Череда императоров начинается с Юлия Цезаря, «первого, кто подавил свободу родины». Несмотря на периодически высказываемое на страницах книги осуждение тирании, Лестер Либби счел взгляды Эньяцио «скорее традиционными, нежели республиканскими», и связал их с политической борьбой Венеции с «деспотическим Миланом»[377]. Умеренное, не подчеркиваемое, не приближенное к злободневным сюжетам осуждение тирании было данью литературной моде, подражанием Ливию, а также основанной на нем ренессансной традиции. Более подробное рассмотрение взглядов Эньяцио способно существенно уточнить эту точку зрения.
Анализ показывает, что даже сам рассказ о Юлии Цезаре не содержит негативных оценок, кроме первой фразы. Она характеризует Цезаря как «мужа, далеко превосходящего других в искусстве войны и мира, а особенно в умеренности, если бы только он предпочел быть защитником свободы, а не борцом против нее». За Цезарем следует лучший император в истории – Август, «счастье империи которого подчеркивает тот факт, что спаситель наш Христос, свет народов и мира, пожелал родиться в его правление и даровал землям славнейшего государя, обладавшего высшими телесными и духовными достоинствами, и всеблагой и всемогущий покровитель рода людского родился в это же время. И счастье его (правления. – И. А.) было объектом стремления других государей»[378].

** Задачи для решения **
- A) Выведите дословно часть текста о Цезаре и Августе: начните со слов «Череда императоров начинается» и остановитесь после слов «эту точку зрения.».
- B) Приведите продолжение текста о Цезаре и Августе, начиная сразу после его последнего предложения.
Строки — отдельный материал, не связанный с текстом о Цезаре и Августе.

** Строки **
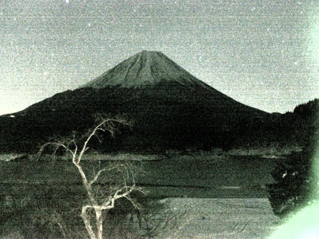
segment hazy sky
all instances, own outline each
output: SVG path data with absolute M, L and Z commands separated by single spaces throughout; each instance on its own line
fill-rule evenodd
M 233 99 L 284 113 L 319 97 L 317 0 L 1 0 L 0 115 L 160 51 Z

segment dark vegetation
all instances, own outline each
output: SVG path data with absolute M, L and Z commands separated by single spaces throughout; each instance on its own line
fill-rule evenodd
M 247 134 L 249 125 L 270 117 L 221 93 L 172 84 L 138 90 L 83 88 L 58 94 L 15 114 L 14 118 L 0 118 L 1 150 L 34 152 L 41 142 L 54 135 L 86 132 L 94 124 L 93 116 L 101 112 L 125 115 L 135 122 L 131 129 L 119 128 L 116 138 L 105 138 L 109 151 L 226 148 L 243 132 Z
M 319 183 L 319 179 L 313 169 L 318 138 L 319 102 L 316 99 L 301 105 L 293 113 L 283 116 L 287 120 L 285 128 L 291 132 L 283 132 L 283 135 L 296 142 L 302 140 L 305 146 L 302 152 L 294 152 L 278 160 L 272 172 L 276 182 L 269 185 L 269 200 L 274 213 L 281 217 L 311 203 L 318 197 L 313 189 L 317 188 L 315 186 Z

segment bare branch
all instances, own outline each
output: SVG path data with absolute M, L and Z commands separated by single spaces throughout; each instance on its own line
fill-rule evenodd
M 101 173 L 102 173 L 103 172 L 104 172 L 105 170 L 106 170 L 106 169 L 105 168 L 103 168 L 103 169 L 101 169 L 101 170 L 99 170 L 97 172 L 97 173 L 95 175 L 95 176 L 94 177 L 94 178 L 93 178 L 92 180 L 91 180 L 90 181 L 89 184 L 90 185 L 92 185 L 93 183 L 94 183 L 95 182 L 96 182 L 96 180 L 98 180 L 98 178 L 99 177 L 99 176 L 101 174 Z

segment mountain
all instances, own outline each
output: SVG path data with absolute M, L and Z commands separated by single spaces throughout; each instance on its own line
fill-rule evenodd
M 259 128 L 272 117 L 206 84 L 163 54 L 143 51 L 74 90 L 14 117 L 0 117 L 0 150 L 34 151 L 52 135 L 83 132 L 101 112 L 135 122 L 132 130 L 105 138 L 110 150 L 227 148 L 260 137 Z

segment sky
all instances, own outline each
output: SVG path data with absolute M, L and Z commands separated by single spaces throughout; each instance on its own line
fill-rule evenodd
M 1 0 L 0 115 L 161 51 L 246 105 L 319 97 L 317 0 Z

** Ответы к задачам **
- A)
Череда императоров начинается с Юлия Цезаря, «первого, кто подавил свободу родины». Несмотря на периодически высказываемое на страницах книги осуждение тирании, Лестер Либби счел взгляды Эньяцио «скорее традиционными, нежели республиканскими», и связал их с политической борьбой Венеции с «деспотическим Миланом»[377]. Умеренное, не подчеркиваемое, не приближенное к злободневным сюжетам осуждение тирании было данью литературной моде, подражанием Ливию, а также основанной на нем ренессансной традиции. Более подробное рассмотрение взглядов Эньяцио способно существенно уточнить эту точку зрения.

- B)
Череда императоров выглядела подобно небожителям, смене правителей придавался эпохальный характер, нет недостатка в превосходных степенях прилагательных и наречий. Так, лучшему императору Рима наследовал худший (Тиберий); его злодейство подчеркивалось ужасным знаком – на 18 году его правления «иудеи распяли на кресте спасителя нашего Христа»[379]. Для каждого значимого императора заготовлено нечто, что делает его уникальным, часто – превосходящим всех остальных. Например, если Август – просто «лучший», то Траян – «лучший государь из всех, и первый из пришлых»[380]. Рассказы об императорах античного Рима основаны на Светонии и расхожих штампах и отличаются краткостью. По каждому из императоров – это следует отметить особо – приводится хотя бы одна цифра (как правило, продолжительность правления), иногда упоминается возраст.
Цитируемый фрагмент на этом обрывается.